>> begin

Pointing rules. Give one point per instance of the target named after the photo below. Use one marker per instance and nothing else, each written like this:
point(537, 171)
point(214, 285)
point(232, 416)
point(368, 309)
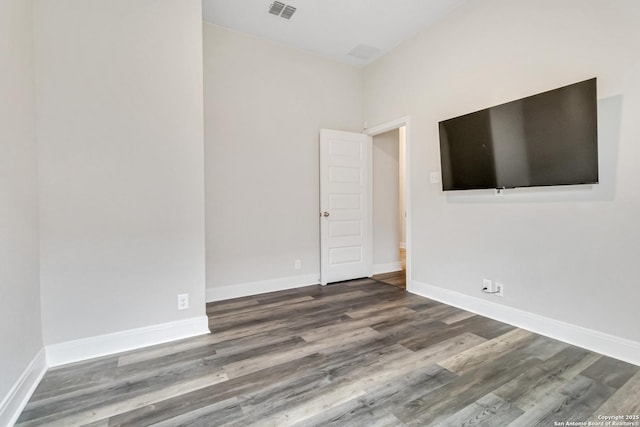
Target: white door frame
point(386, 127)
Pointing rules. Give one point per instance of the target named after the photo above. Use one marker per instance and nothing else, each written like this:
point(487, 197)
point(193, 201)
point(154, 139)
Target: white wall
point(386, 200)
point(264, 106)
point(119, 86)
point(564, 253)
point(20, 334)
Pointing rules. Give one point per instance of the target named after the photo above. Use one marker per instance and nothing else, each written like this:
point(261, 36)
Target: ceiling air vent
point(282, 10)
point(288, 12)
point(276, 7)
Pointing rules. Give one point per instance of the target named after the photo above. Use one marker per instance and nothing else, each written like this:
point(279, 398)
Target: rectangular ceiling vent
point(276, 8)
point(288, 12)
point(282, 10)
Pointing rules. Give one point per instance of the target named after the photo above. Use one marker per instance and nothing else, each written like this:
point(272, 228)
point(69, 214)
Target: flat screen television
point(546, 139)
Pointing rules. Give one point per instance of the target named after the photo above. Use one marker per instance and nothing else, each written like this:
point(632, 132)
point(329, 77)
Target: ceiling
point(352, 31)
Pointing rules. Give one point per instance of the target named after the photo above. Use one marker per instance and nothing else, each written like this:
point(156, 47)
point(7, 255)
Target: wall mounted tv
point(545, 139)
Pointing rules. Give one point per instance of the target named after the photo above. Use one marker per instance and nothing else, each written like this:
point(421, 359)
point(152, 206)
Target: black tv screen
point(546, 139)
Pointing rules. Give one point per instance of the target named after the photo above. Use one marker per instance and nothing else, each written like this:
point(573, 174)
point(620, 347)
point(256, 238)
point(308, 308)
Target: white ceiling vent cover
point(364, 52)
point(276, 7)
point(288, 12)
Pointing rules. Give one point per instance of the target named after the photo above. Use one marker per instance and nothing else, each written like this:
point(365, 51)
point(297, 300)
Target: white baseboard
point(17, 398)
point(255, 288)
point(387, 268)
point(600, 342)
point(130, 339)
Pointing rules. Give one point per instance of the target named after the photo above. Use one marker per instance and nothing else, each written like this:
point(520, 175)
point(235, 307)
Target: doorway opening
point(391, 253)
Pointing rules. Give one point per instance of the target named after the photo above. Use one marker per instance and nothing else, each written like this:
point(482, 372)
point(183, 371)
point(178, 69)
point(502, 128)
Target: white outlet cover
point(183, 301)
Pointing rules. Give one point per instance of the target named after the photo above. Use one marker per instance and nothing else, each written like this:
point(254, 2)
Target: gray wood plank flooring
point(358, 353)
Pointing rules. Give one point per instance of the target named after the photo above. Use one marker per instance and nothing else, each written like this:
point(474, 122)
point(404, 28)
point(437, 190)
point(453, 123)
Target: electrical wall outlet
point(499, 291)
point(183, 301)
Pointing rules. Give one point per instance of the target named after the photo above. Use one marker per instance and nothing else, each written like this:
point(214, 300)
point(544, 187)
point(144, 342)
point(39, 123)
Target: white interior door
point(345, 206)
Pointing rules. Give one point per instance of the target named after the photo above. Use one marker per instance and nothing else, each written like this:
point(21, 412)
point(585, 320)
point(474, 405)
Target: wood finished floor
point(359, 353)
point(395, 278)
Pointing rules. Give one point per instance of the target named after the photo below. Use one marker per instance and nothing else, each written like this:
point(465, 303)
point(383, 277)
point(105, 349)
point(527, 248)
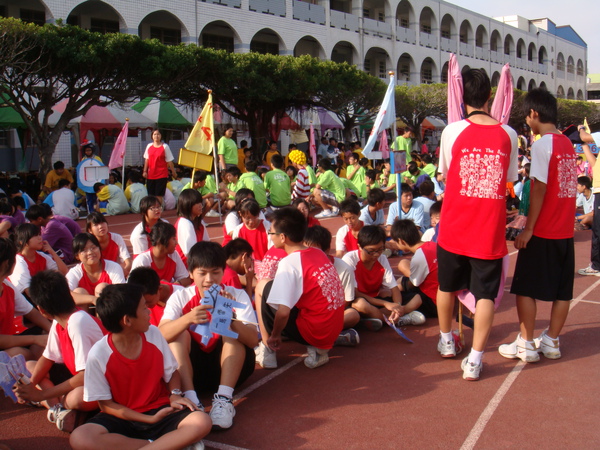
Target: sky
point(579, 14)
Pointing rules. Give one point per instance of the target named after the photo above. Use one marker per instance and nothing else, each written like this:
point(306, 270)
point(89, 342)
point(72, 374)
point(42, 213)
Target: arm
point(535, 206)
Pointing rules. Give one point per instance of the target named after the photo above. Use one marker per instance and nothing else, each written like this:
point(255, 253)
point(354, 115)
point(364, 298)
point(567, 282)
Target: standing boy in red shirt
point(546, 260)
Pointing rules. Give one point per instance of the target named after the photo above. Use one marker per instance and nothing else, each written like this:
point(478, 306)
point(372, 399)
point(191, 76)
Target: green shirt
point(330, 181)
point(228, 148)
point(277, 182)
point(253, 182)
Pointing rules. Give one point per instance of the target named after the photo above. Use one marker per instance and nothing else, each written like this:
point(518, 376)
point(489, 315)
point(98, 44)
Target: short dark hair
point(542, 102)
point(8, 253)
point(117, 301)
point(237, 247)
point(277, 161)
point(291, 222)
point(350, 206)
point(50, 290)
point(36, 212)
point(584, 181)
point(23, 233)
point(146, 277)
point(476, 87)
point(371, 235)
point(405, 230)
point(94, 218)
point(205, 254)
point(319, 236)
point(81, 240)
point(375, 196)
point(162, 233)
point(250, 166)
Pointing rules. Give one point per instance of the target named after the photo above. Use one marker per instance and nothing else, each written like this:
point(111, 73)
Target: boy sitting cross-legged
point(224, 362)
point(57, 377)
point(133, 376)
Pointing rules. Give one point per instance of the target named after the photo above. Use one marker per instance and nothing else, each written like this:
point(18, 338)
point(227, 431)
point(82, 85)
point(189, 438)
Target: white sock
point(225, 391)
point(475, 357)
point(447, 337)
point(191, 395)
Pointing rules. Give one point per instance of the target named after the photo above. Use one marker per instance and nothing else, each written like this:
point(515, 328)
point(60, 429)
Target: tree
point(51, 64)
point(415, 103)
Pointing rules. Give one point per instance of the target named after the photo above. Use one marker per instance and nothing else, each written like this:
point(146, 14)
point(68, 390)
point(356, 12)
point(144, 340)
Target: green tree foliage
point(415, 103)
point(43, 66)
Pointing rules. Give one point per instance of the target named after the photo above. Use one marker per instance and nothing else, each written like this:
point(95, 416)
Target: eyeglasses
point(379, 251)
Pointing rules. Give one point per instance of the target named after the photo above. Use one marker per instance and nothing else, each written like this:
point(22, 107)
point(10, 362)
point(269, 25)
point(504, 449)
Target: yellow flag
point(201, 138)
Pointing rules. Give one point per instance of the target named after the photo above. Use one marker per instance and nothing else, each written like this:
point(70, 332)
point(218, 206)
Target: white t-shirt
point(21, 277)
point(114, 271)
point(83, 331)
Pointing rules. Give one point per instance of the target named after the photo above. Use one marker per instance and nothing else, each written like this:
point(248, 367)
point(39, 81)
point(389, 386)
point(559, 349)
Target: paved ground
point(387, 393)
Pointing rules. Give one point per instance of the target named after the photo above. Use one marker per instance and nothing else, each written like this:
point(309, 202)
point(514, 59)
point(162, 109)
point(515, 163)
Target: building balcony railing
point(307, 12)
point(406, 35)
point(273, 7)
point(376, 28)
point(448, 45)
point(428, 40)
point(466, 49)
point(344, 21)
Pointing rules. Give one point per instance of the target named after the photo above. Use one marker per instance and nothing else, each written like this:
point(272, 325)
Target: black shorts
point(545, 269)
point(207, 366)
point(268, 315)
point(139, 430)
point(480, 276)
point(157, 187)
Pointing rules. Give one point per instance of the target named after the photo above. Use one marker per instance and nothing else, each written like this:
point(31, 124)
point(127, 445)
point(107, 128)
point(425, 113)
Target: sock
point(475, 357)
point(447, 337)
point(225, 391)
point(191, 394)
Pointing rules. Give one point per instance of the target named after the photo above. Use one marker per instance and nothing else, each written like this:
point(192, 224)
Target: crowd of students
point(113, 319)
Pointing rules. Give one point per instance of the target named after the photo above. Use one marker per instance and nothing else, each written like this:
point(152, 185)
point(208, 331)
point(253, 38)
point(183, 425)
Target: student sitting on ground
point(57, 377)
point(305, 301)
point(147, 404)
point(162, 256)
point(156, 292)
point(419, 283)
point(320, 237)
point(377, 292)
point(31, 258)
point(253, 229)
point(239, 265)
point(111, 199)
point(112, 244)
point(189, 225)
point(13, 304)
point(87, 279)
point(225, 362)
point(372, 214)
point(346, 238)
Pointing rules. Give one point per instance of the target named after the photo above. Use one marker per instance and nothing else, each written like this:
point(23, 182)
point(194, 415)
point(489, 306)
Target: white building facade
point(413, 38)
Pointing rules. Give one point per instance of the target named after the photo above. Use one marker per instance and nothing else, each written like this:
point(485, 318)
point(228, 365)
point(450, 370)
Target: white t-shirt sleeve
point(419, 268)
point(541, 151)
point(287, 285)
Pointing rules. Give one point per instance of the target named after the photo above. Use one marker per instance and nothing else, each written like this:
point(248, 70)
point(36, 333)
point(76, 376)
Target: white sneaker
point(521, 349)
point(222, 412)
point(471, 371)
point(316, 357)
point(548, 346)
point(412, 318)
point(446, 348)
point(265, 357)
point(325, 214)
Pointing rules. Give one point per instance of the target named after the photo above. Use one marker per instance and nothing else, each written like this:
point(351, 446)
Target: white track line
point(487, 413)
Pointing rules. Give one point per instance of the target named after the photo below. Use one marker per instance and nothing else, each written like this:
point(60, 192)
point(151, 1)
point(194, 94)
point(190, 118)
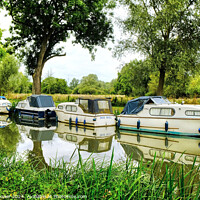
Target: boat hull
point(179, 149)
point(173, 126)
point(94, 120)
point(36, 114)
point(4, 109)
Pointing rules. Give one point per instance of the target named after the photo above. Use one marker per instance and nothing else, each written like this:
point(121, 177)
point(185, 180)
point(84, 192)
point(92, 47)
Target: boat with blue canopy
point(156, 114)
point(5, 105)
point(36, 107)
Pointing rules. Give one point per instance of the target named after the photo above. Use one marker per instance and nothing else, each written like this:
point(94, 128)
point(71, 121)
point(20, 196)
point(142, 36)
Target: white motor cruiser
point(156, 114)
point(87, 112)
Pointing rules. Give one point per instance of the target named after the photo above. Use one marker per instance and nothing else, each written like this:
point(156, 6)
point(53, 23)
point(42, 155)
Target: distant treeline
point(136, 78)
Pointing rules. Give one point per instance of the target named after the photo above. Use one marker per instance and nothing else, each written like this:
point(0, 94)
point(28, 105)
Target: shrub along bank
point(96, 180)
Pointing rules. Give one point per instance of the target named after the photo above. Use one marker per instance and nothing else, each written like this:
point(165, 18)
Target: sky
point(77, 62)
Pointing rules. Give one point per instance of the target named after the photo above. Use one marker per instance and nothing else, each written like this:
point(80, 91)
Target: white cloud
point(77, 62)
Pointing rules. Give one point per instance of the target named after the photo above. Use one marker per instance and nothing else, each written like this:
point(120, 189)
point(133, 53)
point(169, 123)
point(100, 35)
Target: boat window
point(74, 108)
point(71, 108)
point(84, 104)
point(103, 106)
point(162, 154)
point(192, 113)
point(162, 111)
point(23, 105)
point(71, 138)
point(60, 107)
point(68, 108)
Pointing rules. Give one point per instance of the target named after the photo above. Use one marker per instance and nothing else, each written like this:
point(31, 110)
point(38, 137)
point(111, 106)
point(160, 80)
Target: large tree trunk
point(36, 89)
point(161, 81)
point(38, 71)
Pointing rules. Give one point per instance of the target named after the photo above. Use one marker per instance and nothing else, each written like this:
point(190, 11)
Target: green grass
point(92, 179)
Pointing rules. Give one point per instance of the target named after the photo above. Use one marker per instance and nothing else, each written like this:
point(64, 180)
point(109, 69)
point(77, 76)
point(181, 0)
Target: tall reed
point(93, 179)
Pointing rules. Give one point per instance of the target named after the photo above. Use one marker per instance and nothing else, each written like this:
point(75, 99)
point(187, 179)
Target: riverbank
point(96, 180)
point(117, 100)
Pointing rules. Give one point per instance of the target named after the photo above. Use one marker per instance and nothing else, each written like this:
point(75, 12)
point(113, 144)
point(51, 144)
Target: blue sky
point(77, 62)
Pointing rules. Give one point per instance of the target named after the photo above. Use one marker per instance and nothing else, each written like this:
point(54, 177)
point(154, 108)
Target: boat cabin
point(134, 106)
point(40, 101)
point(37, 101)
point(95, 106)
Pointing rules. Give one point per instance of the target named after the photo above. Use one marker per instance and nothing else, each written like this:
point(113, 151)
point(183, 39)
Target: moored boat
point(36, 107)
point(156, 114)
point(87, 112)
point(5, 105)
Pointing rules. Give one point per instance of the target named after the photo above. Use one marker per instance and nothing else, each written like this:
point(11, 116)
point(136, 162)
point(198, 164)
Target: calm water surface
point(54, 141)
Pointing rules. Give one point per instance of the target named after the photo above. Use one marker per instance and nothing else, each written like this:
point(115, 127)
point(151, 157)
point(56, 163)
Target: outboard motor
point(47, 114)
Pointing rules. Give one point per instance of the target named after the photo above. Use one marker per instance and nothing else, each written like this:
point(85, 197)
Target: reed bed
point(91, 179)
point(117, 100)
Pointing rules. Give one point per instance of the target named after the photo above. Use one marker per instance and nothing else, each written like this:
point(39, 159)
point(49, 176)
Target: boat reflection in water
point(90, 139)
point(4, 121)
point(51, 143)
point(171, 148)
point(37, 131)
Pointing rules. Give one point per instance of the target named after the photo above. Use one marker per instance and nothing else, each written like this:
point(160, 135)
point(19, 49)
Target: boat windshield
point(159, 100)
point(95, 106)
point(40, 101)
point(2, 98)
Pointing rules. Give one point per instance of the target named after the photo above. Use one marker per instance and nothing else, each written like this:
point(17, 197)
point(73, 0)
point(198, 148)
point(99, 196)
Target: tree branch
point(54, 55)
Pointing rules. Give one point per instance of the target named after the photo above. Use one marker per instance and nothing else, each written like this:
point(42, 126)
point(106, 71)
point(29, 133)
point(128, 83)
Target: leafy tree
point(133, 78)
point(61, 86)
point(2, 49)
point(74, 83)
point(90, 85)
point(52, 85)
point(9, 67)
point(194, 86)
point(38, 26)
point(19, 83)
point(166, 32)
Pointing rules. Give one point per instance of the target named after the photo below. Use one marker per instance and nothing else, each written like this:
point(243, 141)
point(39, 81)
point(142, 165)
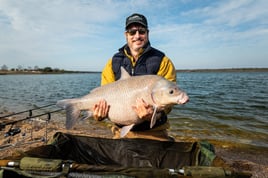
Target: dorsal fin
point(124, 73)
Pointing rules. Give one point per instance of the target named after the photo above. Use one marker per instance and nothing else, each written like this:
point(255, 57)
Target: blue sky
point(84, 34)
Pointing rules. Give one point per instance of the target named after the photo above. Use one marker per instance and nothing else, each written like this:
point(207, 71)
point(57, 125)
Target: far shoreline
point(7, 72)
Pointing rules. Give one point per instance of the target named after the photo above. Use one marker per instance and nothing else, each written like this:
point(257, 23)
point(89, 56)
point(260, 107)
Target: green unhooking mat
point(80, 156)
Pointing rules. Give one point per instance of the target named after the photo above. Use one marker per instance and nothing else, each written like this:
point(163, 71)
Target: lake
point(224, 106)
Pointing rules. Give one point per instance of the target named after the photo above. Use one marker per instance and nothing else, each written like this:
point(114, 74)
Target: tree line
point(4, 68)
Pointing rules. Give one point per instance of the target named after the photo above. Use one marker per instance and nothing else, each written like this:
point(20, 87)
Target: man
point(138, 58)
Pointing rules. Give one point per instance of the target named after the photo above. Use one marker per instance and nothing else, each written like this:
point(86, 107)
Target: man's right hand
point(100, 110)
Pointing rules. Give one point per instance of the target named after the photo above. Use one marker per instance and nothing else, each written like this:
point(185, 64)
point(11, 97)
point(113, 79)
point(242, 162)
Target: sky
point(83, 34)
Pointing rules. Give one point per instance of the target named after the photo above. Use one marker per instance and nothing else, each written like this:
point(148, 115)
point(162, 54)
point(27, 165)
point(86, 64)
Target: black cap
point(137, 18)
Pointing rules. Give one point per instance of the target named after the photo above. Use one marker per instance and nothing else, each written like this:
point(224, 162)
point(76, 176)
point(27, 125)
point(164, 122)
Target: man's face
point(136, 36)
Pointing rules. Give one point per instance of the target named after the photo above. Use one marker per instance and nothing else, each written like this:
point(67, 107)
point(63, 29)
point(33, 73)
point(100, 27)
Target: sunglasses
point(141, 31)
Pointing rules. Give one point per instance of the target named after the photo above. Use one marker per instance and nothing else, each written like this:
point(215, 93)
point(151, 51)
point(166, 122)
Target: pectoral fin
point(125, 130)
point(153, 119)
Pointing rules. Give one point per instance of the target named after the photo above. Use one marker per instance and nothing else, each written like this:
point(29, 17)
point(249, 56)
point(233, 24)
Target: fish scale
point(121, 95)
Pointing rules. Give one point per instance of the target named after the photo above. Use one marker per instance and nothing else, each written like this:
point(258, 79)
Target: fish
point(121, 95)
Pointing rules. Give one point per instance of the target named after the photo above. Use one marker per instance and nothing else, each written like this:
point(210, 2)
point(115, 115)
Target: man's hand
point(143, 109)
point(100, 110)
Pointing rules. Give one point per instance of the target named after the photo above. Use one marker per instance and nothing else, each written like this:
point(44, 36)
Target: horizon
point(83, 35)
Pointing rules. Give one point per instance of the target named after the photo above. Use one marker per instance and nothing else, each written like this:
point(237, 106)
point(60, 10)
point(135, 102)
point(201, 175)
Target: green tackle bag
point(81, 156)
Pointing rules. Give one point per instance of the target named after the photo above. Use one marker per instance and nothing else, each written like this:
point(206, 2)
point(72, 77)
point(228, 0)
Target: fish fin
point(124, 73)
point(153, 119)
point(125, 130)
point(72, 115)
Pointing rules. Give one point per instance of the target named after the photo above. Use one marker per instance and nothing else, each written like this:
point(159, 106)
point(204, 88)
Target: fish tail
point(153, 119)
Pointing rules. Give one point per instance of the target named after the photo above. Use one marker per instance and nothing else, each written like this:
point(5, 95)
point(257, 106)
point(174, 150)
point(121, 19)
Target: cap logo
point(135, 18)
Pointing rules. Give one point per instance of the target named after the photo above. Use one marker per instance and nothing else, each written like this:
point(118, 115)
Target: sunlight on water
point(227, 107)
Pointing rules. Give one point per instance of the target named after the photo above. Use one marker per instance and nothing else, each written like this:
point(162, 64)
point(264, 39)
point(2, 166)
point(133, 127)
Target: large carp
point(121, 95)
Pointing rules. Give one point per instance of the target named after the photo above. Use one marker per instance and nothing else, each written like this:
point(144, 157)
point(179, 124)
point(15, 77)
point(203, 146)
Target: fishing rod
point(30, 111)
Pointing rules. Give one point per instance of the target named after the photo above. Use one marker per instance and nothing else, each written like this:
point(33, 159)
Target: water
point(225, 106)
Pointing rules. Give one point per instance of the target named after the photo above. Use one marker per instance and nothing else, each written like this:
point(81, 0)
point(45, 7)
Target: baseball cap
point(136, 18)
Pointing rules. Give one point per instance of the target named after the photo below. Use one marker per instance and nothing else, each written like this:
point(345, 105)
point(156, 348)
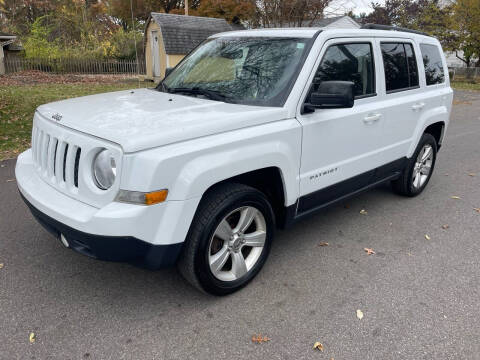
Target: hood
point(144, 118)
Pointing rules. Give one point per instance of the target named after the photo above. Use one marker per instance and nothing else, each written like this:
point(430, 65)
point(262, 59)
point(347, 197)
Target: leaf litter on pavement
point(260, 339)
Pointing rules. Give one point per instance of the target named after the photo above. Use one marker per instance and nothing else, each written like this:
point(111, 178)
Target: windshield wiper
point(211, 94)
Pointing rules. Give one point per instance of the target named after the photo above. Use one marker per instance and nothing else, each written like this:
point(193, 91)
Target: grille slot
point(55, 159)
point(77, 164)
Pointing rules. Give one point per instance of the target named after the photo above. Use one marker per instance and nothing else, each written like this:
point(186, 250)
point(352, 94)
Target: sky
point(339, 7)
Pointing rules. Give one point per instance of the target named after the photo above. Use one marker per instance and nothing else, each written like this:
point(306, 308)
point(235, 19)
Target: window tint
point(348, 62)
point(400, 66)
point(432, 61)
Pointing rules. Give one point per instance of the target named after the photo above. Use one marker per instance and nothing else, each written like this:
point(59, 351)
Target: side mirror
point(168, 71)
point(333, 94)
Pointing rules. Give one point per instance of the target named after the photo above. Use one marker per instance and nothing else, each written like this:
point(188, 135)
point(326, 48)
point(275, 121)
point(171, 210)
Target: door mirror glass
point(333, 94)
point(168, 71)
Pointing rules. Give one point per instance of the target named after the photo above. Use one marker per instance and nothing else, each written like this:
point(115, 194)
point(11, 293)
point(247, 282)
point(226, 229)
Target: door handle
point(418, 106)
point(370, 119)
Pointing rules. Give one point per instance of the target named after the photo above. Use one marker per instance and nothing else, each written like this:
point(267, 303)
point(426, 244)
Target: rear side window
point(348, 62)
point(401, 70)
point(432, 61)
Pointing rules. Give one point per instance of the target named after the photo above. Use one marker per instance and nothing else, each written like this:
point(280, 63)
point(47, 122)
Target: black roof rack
point(394, 28)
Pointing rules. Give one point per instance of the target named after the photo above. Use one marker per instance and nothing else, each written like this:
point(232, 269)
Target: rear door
point(341, 147)
point(403, 98)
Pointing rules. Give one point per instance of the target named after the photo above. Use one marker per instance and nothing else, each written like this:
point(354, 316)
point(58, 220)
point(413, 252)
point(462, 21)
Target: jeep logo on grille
point(57, 117)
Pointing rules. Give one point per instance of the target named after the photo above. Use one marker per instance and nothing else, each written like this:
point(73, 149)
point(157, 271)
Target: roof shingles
point(181, 34)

>> end

**PROBLEM STATEMENT:** Turn the lines from the start of the records through the line containing "point(386, 127)" into a Markdown table with a Row column holding a row number and a Line column holding the line, skipping blank lines and leaving the pictures out.

**WRITTEN SOLUTION:**
| Row | Line |
|---|---|
| 1 | Pointing rules. Give one point per instance of the target named after the photo below. Use one marker per instance and nothing else, each written like this: |
| 2 | point(537, 171) |
| 3 | point(214, 285) |
| 4 | point(232, 416) |
| 5 | point(368, 309) |
| 6 | Target: white door frame |
| 7 | point(386, 127) |